(Object pointing dataset rows)
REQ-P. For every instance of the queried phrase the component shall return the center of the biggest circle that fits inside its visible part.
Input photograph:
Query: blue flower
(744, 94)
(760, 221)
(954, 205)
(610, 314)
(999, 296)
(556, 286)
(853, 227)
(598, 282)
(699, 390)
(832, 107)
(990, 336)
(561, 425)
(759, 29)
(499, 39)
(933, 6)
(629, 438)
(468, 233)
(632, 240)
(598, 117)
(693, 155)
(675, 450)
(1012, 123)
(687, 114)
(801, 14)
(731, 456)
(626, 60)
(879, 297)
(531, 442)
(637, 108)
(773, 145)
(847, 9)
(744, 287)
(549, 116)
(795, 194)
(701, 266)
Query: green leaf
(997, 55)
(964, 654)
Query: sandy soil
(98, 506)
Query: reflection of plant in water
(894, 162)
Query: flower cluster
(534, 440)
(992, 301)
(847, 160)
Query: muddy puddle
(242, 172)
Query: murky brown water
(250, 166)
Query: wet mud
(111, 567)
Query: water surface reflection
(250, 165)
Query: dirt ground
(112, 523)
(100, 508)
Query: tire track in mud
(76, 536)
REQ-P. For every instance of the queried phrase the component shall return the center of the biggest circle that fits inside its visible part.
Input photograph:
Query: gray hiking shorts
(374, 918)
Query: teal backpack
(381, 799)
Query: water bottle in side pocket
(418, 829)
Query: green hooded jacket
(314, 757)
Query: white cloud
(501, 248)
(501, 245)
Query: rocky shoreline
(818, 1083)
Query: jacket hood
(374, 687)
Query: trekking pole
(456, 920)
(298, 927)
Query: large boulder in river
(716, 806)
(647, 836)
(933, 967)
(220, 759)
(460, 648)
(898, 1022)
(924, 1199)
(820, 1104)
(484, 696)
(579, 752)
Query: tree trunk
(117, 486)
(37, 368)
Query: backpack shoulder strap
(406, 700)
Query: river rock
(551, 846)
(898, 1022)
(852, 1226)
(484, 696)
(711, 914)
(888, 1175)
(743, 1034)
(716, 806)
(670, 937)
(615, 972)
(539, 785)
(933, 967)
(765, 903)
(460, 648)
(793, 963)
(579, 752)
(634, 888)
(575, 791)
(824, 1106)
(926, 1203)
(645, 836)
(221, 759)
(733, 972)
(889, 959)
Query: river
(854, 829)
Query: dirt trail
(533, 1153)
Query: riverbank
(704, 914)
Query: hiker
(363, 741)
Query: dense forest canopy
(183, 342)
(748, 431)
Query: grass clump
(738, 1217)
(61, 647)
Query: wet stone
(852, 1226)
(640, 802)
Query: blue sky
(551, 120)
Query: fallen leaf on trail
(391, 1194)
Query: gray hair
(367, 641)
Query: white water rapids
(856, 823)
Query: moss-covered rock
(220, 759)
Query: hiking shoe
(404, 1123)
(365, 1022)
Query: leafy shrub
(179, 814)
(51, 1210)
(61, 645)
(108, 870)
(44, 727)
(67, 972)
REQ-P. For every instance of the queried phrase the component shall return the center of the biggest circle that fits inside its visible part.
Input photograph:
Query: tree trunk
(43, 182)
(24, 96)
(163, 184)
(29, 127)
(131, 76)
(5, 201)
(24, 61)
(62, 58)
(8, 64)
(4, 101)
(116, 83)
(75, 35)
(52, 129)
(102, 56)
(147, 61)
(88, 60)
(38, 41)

◆ Goal of the exercise
Retype the entire listing above line for line, without changing anything.

◆ Result below
REQ-P. For every instance of the queried phrase the component shall return the center of the biggest circle that fits inside its visible part.
Input photograph:
Query: blue flower
(744, 94)
(760, 221)
(954, 205)
(610, 314)
(999, 296)
(556, 286)
(853, 227)
(598, 282)
(699, 390)
(832, 107)
(990, 336)
(561, 425)
(759, 29)
(499, 39)
(933, 6)
(629, 438)
(468, 233)
(632, 240)
(598, 117)
(693, 155)
(675, 450)
(1012, 123)
(687, 114)
(801, 14)
(731, 456)
(626, 60)
(879, 297)
(531, 442)
(637, 108)
(773, 145)
(847, 9)
(744, 287)
(549, 116)
(795, 194)
(701, 266)
Query: green leaf
(997, 55)
(964, 654)
Query: sandy soil
(98, 506)
Query: reflection of plant in water
(894, 162)
Query: flower cluster
(534, 440)
(992, 301)
(847, 160)
Query: muddy puddle
(242, 172)
Query: murky brown water
(250, 166)
Query: wet mud
(111, 567)
Query: water surface reflection
(250, 165)
Query: dirt ground
(112, 523)
(100, 508)
Query: tire track in mud
(76, 536)
REQ-P. For every instance of the queried phrase the component shall return the center of the biggest circle that fits inside its visible part.
Input photograph:
Query: gray hiking shorts
(374, 918)
Query: teal backpack
(381, 799)
Query: water bottle in side pocket
(418, 829)
Query: green hooded jacket
(314, 757)
Query: white cloud
(501, 248)
(501, 245)
Query: rocky shoreline
(818, 1083)
Query: jacket hood
(374, 687)
Query: trekking pole
(456, 920)
(298, 927)
Query: large boulder in river
(716, 806)
(647, 836)
(933, 967)
(220, 759)
(460, 648)
(898, 1022)
(924, 1199)
(820, 1104)
(484, 696)
(579, 752)
Query: tree trunk
(117, 486)
(37, 368)
Query: backpack shoulder strap
(406, 700)
Query: river rock
(551, 846)
(898, 1022)
(852, 1226)
(484, 696)
(711, 914)
(888, 1175)
(743, 1034)
(716, 806)
(670, 937)
(615, 972)
(539, 785)
(933, 967)
(765, 903)
(460, 648)
(793, 963)
(579, 752)
(634, 888)
(575, 791)
(824, 1106)
(926, 1203)
(645, 836)
(221, 759)
(733, 972)
(889, 959)
Query: river
(854, 829)
Query: dirt trail
(533, 1153)
Query: riverbank
(704, 914)
Query: hiker
(363, 741)
Query: dense forest canopy
(183, 342)
(748, 431)
Query: grass clump
(738, 1217)
(61, 647)
Query: wet stone
(852, 1226)
(640, 802)
Query: blue sky
(551, 120)
Query: fallen leaf on trail
(391, 1194)
Query: gray hair
(367, 641)
Query: white water rapids
(856, 823)
Query: moss-covered rock
(220, 759)
Query: hiking shoe
(404, 1123)
(365, 1022)
Query: leafy shrub
(179, 814)
(51, 1210)
(61, 645)
(108, 870)
(44, 727)
(67, 972)
REQ-P. For every instance of the queried phrase the component shall return the center of the biggest circle that fits inside its visible part.
Input photograph:
Query: tree trunk
(43, 182)
(24, 96)
(163, 184)
(29, 127)
(131, 76)
(5, 201)
(24, 61)
(62, 58)
(8, 64)
(4, 101)
(116, 83)
(75, 35)
(52, 129)
(102, 56)
(147, 61)
(88, 60)
(38, 41)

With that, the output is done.